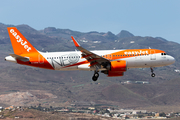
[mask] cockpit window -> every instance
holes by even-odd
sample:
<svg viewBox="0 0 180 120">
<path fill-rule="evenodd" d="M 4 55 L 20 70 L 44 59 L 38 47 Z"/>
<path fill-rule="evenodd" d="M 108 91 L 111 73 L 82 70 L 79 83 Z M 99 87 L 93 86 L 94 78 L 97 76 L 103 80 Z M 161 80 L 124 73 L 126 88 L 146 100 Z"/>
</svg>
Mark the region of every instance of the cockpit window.
<svg viewBox="0 0 180 120">
<path fill-rule="evenodd" d="M 161 53 L 161 55 L 167 55 L 166 53 Z"/>
</svg>

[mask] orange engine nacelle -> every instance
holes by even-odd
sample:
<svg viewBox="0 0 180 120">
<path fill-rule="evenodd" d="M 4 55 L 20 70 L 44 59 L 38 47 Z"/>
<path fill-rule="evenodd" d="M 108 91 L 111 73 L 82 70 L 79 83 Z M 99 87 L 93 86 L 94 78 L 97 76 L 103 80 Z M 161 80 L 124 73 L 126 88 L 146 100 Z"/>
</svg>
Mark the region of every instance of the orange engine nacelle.
<svg viewBox="0 0 180 120">
<path fill-rule="evenodd" d="M 111 61 L 108 77 L 123 76 L 125 71 L 127 71 L 125 60 Z"/>
<path fill-rule="evenodd" d="M 127 66 L 125 60 L 111 61 L 110 71 L 125 72 L 126 70 L 127 70 Z"/>
</svg>

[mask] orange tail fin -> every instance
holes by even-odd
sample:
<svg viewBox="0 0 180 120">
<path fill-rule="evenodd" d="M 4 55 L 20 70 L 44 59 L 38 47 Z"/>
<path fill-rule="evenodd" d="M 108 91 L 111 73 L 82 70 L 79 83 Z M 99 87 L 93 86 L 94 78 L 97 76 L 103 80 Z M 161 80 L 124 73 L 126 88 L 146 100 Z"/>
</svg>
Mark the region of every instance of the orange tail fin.
<svg viewBox="0 0 180 120">
<path fill-rule="evenodd" d="M 7 29 L 16 55 L 38 52 L 16 27 L 8 27 Z"/>
</svg>

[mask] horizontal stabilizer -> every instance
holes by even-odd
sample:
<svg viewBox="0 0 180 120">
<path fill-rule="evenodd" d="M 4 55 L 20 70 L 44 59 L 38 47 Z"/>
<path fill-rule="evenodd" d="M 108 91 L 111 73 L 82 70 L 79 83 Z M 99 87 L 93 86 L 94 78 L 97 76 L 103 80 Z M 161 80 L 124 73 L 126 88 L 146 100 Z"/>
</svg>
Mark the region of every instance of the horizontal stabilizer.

→ Aim of the exercise:
Repeat the material above word for word and skip every image in it.

→ Reply to the task:
[mask] cockpit window -> every instance
holes by even-odd
sample:
<svg viewBox="0 0 180 120">
<path fill-rule="evenodd" d="M 4 55 L 20 70 L 44 59 L 38 47 Z"/>
<path fill-rule="evenodd" d="M 108 91 L 111 73 L 82 70 L 79 83 Z M 99 87 L 93 86 L 94 78 L 97 76 L 103 80 Z M 161 80 L 124 73 L 126 88 L 146 100 Z"/>
</svg>
Mark the region of every instance of the cockpit window.
<svg viewBox="0 0 180 120">
<path fill-rule="evenodd" d="M 161 53 L 161 55 L 167 55 L 166 53 Z"/>
</svg>

[mask] orange engine nacelle -> every instance
holes by even-odd
sample:
<svg viewBox="0 0 180 120">
<path fill-rule="evenodd" d="M 4 55 L 20 70 L 44 59 L 38 47 Z"/>
<path fill-rule="evenodd" d="M 108 91 L 111 73 L 82 70 L 79 83 Z M 99 87 L 93 86 L 94 78 L 97 76 L 103 80 Z M 161 80 L 124 73 L 126 88 L 146 100 Z"/>
</svg>
Mark the region of every instance of the orange engine nacelle.
<svg viewBox="0 0 180 120">
<path fill-rule="evenodd" d="M 111 61 L 108 77 L 123 76 L 125 71 L 127 71 L 125 60 Z"/>
<path fill-rule="evenodd" d="M 127 66 L 125 60 L 111 61 L 110 71 L 125 72 L 126 70 L 127 70 Z"/>
</svg>

[mask] orange tail fin -> every instance
holes by even-odd
sample:
<svg viewBox="0 0 180 120">
<path fill-rule="evenodd" d="M 4 55 L 20 70 L 44 59 L 38 47 Z"/>
<path fill-rule="evenodd" d="M 108 91 L 111 73 L 82 70 L 79 83 Z M 99 87 L 93 86 L 94 78 L 97 76 L 103 80 Z M 161 80 L 124 73 L 126 88 L 146 100 Z"/>
</svg>
Mark the region of every instance of the orange tail fin.
<svg viewBox="0 0 180 120">
<path fill-rule="evenodd" d="M 7 29 L 16 55 L 38 52 L 16 27 L 8 27 Z"/>
</svg>

[mask] horizontal stabilizer -> every instance
holes by even-odd
sample:
<svg viewBox="0 0 180 120">
<path fill-rule="evenodd" d="M 4 55 L 20 70 L 44 59 L 38 47 Z"/>
<path fill-rule="evenodd" d="M 108 91 L 111 73 L 82 70 L 79 83 Z M 99 87 L 93 86 L 94 78 L 97 76 L 103 80 Z M 161 80 L 124 73 L 126 88 L 146 100 Z"/>
</svg>
Mark the region of every instance of the horizontal stabilizer.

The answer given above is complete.